-- Begin Material for this exercise --

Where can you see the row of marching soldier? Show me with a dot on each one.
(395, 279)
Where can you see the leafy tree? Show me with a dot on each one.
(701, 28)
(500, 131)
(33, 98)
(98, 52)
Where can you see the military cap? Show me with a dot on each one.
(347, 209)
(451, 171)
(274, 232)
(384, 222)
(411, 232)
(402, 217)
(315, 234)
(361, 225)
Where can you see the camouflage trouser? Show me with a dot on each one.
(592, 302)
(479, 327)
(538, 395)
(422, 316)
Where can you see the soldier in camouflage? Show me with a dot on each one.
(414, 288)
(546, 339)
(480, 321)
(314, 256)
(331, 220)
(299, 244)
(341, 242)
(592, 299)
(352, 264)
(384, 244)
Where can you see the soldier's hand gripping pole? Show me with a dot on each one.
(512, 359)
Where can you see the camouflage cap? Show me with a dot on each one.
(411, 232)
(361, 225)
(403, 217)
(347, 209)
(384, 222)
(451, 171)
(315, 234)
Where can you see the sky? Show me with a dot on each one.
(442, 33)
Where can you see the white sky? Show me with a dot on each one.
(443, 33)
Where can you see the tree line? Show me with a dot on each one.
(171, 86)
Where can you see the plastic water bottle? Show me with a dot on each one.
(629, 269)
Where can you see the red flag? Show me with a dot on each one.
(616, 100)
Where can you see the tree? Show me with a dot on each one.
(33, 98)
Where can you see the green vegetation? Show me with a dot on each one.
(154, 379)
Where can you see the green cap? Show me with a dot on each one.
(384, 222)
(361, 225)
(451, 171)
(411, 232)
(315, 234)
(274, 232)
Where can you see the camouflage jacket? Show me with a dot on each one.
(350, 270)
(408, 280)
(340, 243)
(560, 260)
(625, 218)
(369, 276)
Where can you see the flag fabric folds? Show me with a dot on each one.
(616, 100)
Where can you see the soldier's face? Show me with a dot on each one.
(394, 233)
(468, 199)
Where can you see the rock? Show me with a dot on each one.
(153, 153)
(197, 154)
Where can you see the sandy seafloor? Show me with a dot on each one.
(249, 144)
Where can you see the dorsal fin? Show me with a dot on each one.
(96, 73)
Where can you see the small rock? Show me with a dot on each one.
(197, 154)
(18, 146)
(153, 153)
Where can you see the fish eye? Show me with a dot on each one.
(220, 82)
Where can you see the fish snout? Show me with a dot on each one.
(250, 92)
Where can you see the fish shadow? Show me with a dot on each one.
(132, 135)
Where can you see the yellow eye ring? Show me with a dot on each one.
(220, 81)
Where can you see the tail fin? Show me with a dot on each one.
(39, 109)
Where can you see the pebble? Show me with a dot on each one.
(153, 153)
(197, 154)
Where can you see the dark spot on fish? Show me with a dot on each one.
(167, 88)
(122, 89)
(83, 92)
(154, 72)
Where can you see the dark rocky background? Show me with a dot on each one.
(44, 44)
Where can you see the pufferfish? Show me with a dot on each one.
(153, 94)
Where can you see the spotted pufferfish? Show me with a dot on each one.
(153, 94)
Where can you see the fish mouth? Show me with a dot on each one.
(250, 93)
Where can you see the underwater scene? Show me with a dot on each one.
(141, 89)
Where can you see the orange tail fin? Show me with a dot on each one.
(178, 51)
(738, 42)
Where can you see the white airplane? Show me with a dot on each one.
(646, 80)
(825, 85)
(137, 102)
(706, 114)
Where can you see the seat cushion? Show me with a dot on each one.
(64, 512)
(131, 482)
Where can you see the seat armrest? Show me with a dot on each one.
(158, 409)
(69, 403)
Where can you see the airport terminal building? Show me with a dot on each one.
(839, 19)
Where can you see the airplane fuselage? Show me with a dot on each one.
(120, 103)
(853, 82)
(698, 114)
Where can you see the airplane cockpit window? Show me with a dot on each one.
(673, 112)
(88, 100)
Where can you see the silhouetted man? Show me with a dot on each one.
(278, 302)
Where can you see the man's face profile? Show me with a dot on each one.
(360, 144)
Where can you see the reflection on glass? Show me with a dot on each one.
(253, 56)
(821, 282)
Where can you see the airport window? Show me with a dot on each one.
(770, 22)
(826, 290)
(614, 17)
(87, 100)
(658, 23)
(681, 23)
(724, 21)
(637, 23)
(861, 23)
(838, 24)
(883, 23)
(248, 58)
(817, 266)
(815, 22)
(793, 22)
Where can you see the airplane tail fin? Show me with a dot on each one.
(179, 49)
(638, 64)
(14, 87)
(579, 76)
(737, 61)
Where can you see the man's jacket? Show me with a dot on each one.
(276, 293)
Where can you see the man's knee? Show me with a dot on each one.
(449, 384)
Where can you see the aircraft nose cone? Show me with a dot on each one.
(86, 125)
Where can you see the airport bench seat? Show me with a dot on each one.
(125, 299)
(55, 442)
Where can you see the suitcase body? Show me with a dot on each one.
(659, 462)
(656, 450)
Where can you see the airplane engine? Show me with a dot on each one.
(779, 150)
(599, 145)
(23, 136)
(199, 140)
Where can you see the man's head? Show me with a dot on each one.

-- End Material for this exercise --

Copy out all of the records above word for word, changing nothing.

Where can you see the row of marching soldier? Show me with a dot on each one.
(395, 279)
Where can you see the leafy tree? Show me with a dot on each one.
(701, 28)
(500, 131)
(33, 98)
(98, 52)
Where can you see the military cap? Show me with a dot on each one.
(347, 209)
(451, 171)
(274, 232)
(384, 222)
(411, 232)
(402, 217)
(315, 234)
(361, 225)
Where can you see the camouflage trouser? Show me with a dot on each one.
(592, 302)
(479, 327)
(538, 395)
(422, 316)
Where can you see the soldier in camouflage? Show me with a dot on each one.
(414, 288)
(546, 339)
(480, 321)
(314, 256)
(331, 220)
(299, 244)
(341, 242)
(592, 299)
(352, 264)
(384, 244)
Where can you see the soldier's hand gripping pole? Show me with a dot on each one.
(512, 359)
Where can you see the camouflage cap? Show me with a dot on each one.
(411, 232)
(361, 225)
(403, 217)
(347, 209)
(384, 222)
(451, 171)
(315, 234)
Where can you see the sky? Show me with a dot on each one.
(442, 33)
Where can you see the white sky? Show me with a dot on each one.
(443, 33)
Where can you see the tree line? Show me with a dot on each one.
(171, 86)
Where can you see the plastic water bottle? Show me with a dot on each one.
(629, 269)
Where can you see the red flag? Show me with a dot on each one.
(616, 100)
Where can you see the tree? Show me with a dot on each one.
(33, 98)
Where can you see the green vegetation? Show me with a dot on each one.
(154, 379)
Where can you see the green cap? Show me with a dot on each one.
(384, 222)
(361, 225)
(451, 171)
(411, 232)
(315, 234)
(274, 232)
Where can you see the camouflage jacket? Show me with a dot on each one.
(350, 270)
(408, 280)
(340, 243)
(560, 260)
(625, 218)
(369, 276)
Where can you see the flag fabric folds? Show me with a dot on each one.
(616, 100)
Where can you see the soldier's face? Show me with a dot on each one.
(394, 233)
(468, 199)
Where can you see the rock? Show me with a dot on each one.
(153, 153)
(197, 154)
Where can you see the sandy seafloor? Show me with a dot on each one.
(249, 144)
Where can you see the dorsal fin? Show me with a dot on each one.
(96, 73)
Where can you see the small rock? Show me with a dot on each one.
(197, 154)
(18, 146)
(153, 153)
Where can you see the fish eye? Show me with a dot on each one.
(220, 82)
Where can you see the fish snout? Show me with a dot on each one.
(250, 92)
Where can you see the fish shadow? Show me with a dot on each one.
(132, 135)
Where can you see the yellow eye ring? Show me with a dot on each one.
(220, 81)
Where can you see the tail fin? Show me with a dot on each one.
(39, 109)
Where can you see the pebble? Show me with a dot on each one.
(153, 153)
(197, 154)
Where can you see the dark spot on fish? Show me with a dot on each one.
(167, 88)
(122, 89)
(83, 92)
(154, 72)
Where can you see the dark rocky background? Show me with a dot on each one.
(44, 44)
Where can you see the pufferfish? Show me with a dot on each one.
(153, 94)
Where can you see the spotted pufferfish? Show me with a dot on each one.
(153, 94)
Where can you see the fish mouth? Show me with a dot on each one.
(250, 93)
Where can you see the underwater scene? Show me with a dot on each one.
(141, 89)
Where can you see the orange tail fin? Show me with a dot on each one.
(178, 51)
(738, 42)
Where can you see the white airplane? Show me with a dot on each one.
(646, 80)
(825, 85)
(137, 102)
(706, 114)
Where can you see the seat cushion? Show me with a dot on each one.
(64, 512)
(131, 482)
Where can you see the seat armrest? Show me with a dot on each one.
(158, 409)
(69, 403)
Where can you see the airport terminal building? Show me with a dot on each one.
(839, 19)
Where can you see the airplane fuselage? Show me with a dot on each one.
(120, 103)
(853, 82)
(698, 114)
Where can you see the airplane cockpit window? Show me with a dot on each one.
(673, 112)
(88, 100)
Where can you see the silhouetted man? Show me with a dot on each one.
(278, 302)
Where can you see the man's face profile? Show me with a dot on each one.
(360, 144)
Where can you see the reflection on glass? Show me with a dot on each one.
(253, 56)
(821, 282)
Where can you see the airport window? Show me with a dot on each one.
(770, 22)
(826, 290)
(614, 17)
(87, 100)
(658, 23)
(681, 23)
(724, 21)
(637, 23)
(861, 23)
(838, 24)
(883, 23)
(248, 58)
(817, 266)
(815, 22)
(793, 22)
Where can you see the airplane tail fin? Show me with a dot on each one.
(179, 49)
(638, 64)
(14, 87)
(579, 76)
(737, 61)
Where can you see the man's jacket? Show me with a dot on each one.
(276, 293)
Where can you see the man's knee? Show me with a dot on each one.
(449, 384)
Where can you see the aircraft nose cone? Show me with a dot on each one.
(86, 125)
Where can you see the airport bench seat? Show me with a dot on each one.
(125, 299)
(55, 442)
Where can you see the suitcase body? Show me with a dot on each one.
(659, 462)
(656, 450)
Where can you see the airplane engine? Show me with a dot on each one.
(779, 150)
(599, 145)
(23, 136)
(199, 140)
Where can you see the man's head? Show me with a dot on each one.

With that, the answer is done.